Monday, August 6, 2018

Augustine



“For Augustine,” writes Thomas Cahill, “is the first human being to say ‘I’ – and to mean what we mean today.”

So now we know that it was Augustine’s Confessions that Equality 7-2521 (aka “Prometheus”) was reading when he discovered the word “I.”

Augustine, born in North Africa in the middle of the fourth century, was – perhaps only after Paul – the most influential writer in Western Christian thought.  Having travelled through Manichaeism and having become a Neo-Platonist, these influences did not leave him when he later became a Christian and was baptized.

Some definitions:

Manichaeism taught an elaborate dualistic cosmology describing the struggle between a good, spiritual world of light, and an evil, material world of darkness. Through an ongoing process that takes place in history, light is gradually removed from the world of matter and returned to the world of light, whence it came. Its beliefs were based on local Mesopotamian religious movements and Gnosticism.

Even though Neoplatonism primarily circumscribes the thinkers who are now labeled Neoplatonists and not their ideas, there are some ideas that are common to Neoplatonic systems, for example, the monistic idea that all of reality can be derived from a single principle, "the One".

There are those who view the earliest period of the Middle Ages, due to Augustine’s influence, as the highpoint of the appearance of the individual.  While Casey understands why such a claim can be made, he disagrees.  Casey sees this idea as advancing over the next eight-hundred years.

While Augustine wrote some 117 books, there is no single book devoted to political philosophy or political thought.  Instead, one gathers from several of his works Augustine’s views on such topics.  To properly understand Augustine, it must be realized that his view of man and history is defined by two points – and through these two points: man’s original bliss in Eden, and man’s future bliss in heaven (or damnation in hell).  As he has this “truth” in his grasp before he begins, it guides his views throughout his work.

In The City of God, Augustine depicts not two distinct cities, but two views of man – separated by the object of their love.  The one loves God, the other himself; the one lives by the standards of the spirit, the other of the flesh; the one desires to serve, the other desires dominion.  Ultimately the two point to two different visions of sovereignty.

* * * * * * *

*PARTS OF THE EXERCISE:*
A) In the passage on Augustine, roughly how many books did Augustine write?
B) Decide whether each statement agrees with the passage on Augustine. Answer yes or no for each, and quote the deciding words.
(i) Augustine was born in North Africa in the middle of the fourth century.
(ii) Augustine wrote one book devoted entirely to political philosophy.
(iii) Casey agrees that the earliest period of the Middle Ages was the highpoint of the appearance of the individual.
C) Translate this sentence from the passage on Augustine into Spanish: "In The City of God, Augustine depicts not two distinct cities, but two views of man – separated by the object of their love."

* * * * * * *

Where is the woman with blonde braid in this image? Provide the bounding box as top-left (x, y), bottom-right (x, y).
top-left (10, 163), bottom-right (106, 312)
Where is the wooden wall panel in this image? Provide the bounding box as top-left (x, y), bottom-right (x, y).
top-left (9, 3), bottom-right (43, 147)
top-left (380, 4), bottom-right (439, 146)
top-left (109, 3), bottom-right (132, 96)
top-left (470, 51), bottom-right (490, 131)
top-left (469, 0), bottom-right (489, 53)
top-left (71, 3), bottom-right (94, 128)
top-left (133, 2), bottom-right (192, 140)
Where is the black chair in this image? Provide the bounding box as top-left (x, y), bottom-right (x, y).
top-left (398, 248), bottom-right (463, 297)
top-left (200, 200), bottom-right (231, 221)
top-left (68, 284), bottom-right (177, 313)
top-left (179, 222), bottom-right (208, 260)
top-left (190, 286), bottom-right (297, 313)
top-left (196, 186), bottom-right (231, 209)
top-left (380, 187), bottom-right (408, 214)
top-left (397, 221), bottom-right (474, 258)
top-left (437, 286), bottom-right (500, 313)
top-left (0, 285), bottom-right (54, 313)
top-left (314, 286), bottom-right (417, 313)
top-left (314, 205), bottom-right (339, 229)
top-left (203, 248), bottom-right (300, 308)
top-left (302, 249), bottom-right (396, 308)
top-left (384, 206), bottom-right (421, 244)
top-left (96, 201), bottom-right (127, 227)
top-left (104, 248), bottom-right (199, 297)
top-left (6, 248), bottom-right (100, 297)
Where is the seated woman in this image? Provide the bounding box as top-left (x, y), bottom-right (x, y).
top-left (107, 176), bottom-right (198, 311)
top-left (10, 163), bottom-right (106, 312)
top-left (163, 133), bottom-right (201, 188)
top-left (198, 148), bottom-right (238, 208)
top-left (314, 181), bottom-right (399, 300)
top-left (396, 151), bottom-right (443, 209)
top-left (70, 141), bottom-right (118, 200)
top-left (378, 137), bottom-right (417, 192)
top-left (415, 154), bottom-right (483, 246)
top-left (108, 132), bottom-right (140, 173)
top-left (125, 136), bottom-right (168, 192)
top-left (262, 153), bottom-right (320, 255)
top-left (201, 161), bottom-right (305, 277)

* * * * * * *

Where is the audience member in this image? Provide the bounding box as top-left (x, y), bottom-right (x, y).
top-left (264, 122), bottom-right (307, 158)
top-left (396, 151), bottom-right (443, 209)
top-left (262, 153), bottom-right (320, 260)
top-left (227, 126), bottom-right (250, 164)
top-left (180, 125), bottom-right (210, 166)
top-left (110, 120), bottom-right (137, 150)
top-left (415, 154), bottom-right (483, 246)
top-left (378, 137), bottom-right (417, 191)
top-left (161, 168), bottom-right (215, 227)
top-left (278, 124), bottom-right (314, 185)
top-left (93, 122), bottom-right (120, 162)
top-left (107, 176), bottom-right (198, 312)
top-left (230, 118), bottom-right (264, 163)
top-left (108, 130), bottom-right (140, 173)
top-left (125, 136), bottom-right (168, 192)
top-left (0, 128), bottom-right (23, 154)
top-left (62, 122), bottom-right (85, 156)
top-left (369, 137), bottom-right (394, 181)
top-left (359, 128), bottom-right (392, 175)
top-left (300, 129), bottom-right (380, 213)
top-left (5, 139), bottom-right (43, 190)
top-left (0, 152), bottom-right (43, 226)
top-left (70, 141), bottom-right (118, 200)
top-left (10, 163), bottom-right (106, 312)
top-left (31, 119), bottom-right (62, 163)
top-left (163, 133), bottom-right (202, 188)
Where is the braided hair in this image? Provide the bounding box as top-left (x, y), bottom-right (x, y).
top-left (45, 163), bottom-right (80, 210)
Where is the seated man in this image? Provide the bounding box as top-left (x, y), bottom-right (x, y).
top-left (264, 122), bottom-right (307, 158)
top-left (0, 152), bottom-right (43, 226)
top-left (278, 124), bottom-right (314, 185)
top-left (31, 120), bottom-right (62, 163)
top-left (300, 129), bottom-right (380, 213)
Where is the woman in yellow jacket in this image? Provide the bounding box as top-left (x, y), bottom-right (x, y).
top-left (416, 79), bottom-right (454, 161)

* * * * * * *

*ANSWERS FOR THE TASKS:*
A) Some 117 books.

B)
(i) Yes: "Augustine, born in North Africa in the middle of the fourth century"
(ii) No: "there is no single book devoted to political philosophy or political thought"
(iii) No: "While Casey understands why such a claim can be made, he disagrees."

C) En La ciudad de Dios, Agustín no describe dos ciudades distintas, sino dos visiones del hombre, separadas por el objeto de su amor.